[What needs to be done] Please return every line in the following data that includes the string "rough".

[Input]
»»

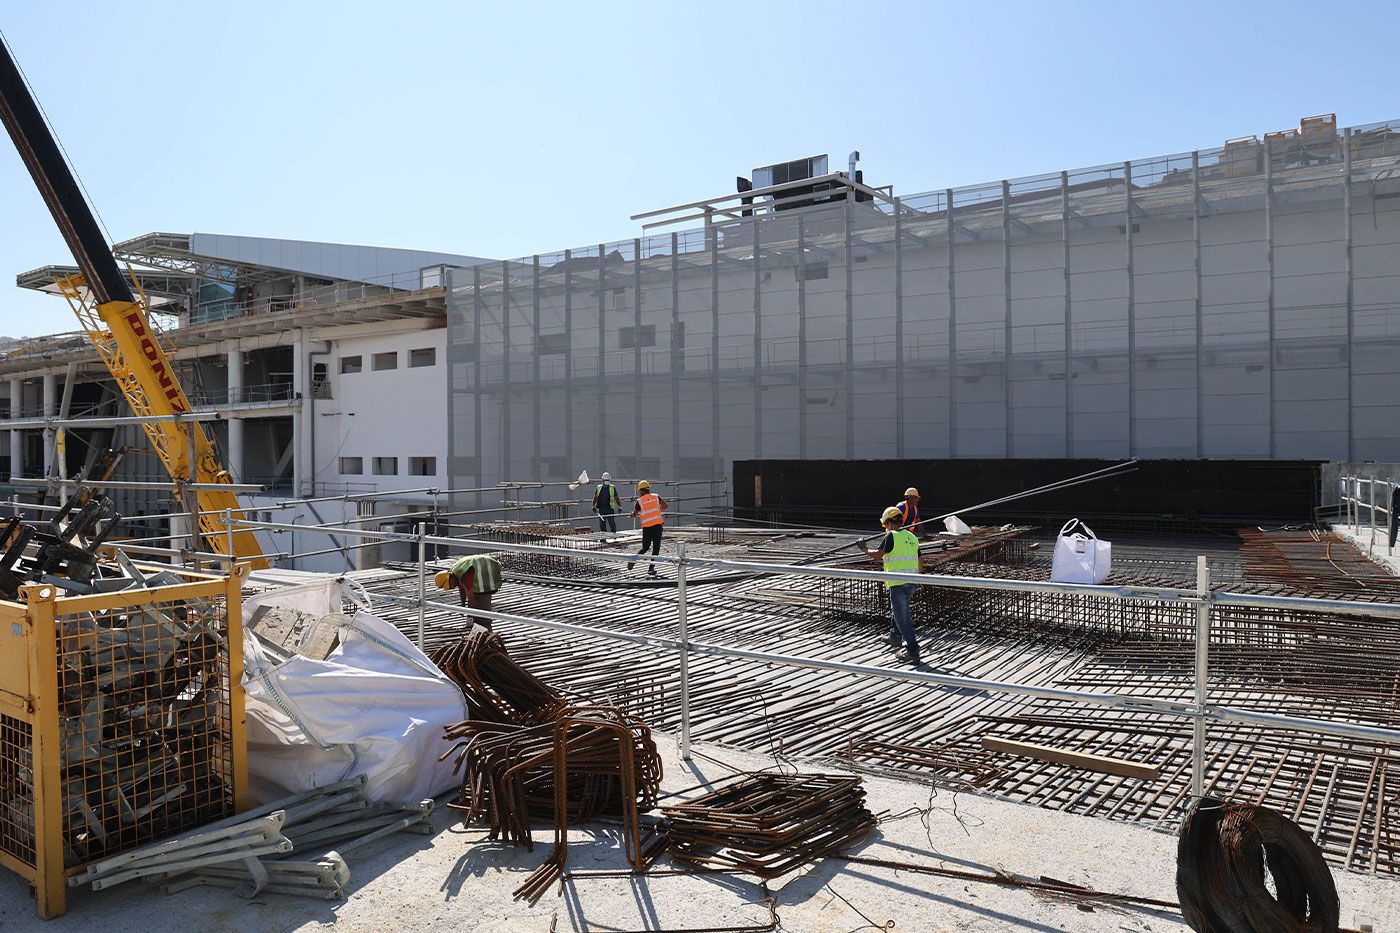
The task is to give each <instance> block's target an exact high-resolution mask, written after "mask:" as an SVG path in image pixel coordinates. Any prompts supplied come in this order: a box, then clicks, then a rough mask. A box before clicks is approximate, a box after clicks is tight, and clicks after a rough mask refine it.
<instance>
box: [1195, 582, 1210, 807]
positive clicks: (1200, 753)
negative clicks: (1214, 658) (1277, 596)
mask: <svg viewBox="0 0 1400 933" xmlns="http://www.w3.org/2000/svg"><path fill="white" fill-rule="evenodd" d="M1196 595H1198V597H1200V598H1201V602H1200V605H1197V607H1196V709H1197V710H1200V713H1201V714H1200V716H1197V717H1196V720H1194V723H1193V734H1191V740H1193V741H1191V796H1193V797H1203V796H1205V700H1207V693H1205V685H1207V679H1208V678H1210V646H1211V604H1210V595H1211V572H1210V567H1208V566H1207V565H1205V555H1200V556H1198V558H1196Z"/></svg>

««
»»

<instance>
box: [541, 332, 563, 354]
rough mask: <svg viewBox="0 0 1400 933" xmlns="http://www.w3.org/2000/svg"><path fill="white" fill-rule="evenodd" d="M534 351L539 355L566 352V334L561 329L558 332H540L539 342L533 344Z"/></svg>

««

[Exercise output]
The task is to give each <instance> block's target an exact high-resolution mask, written after "mask:" as an SVG path in image pixel coordinates. Any prompts supplied come in this order: a box, then clicks, then a rough mask. A box before clicks is approximate, a box after clicks is tight, and clicks after a rough mask refine it.
rough mask: <svg viewBox="0 0 1400 933" xmlns="http://www.w3.org/2000/svg"><path fill="white" fill-rule="evenodd" d="M534 351L539 355L566 352V334L561 329L558 332H540L539 342L533 344Z"/></svg>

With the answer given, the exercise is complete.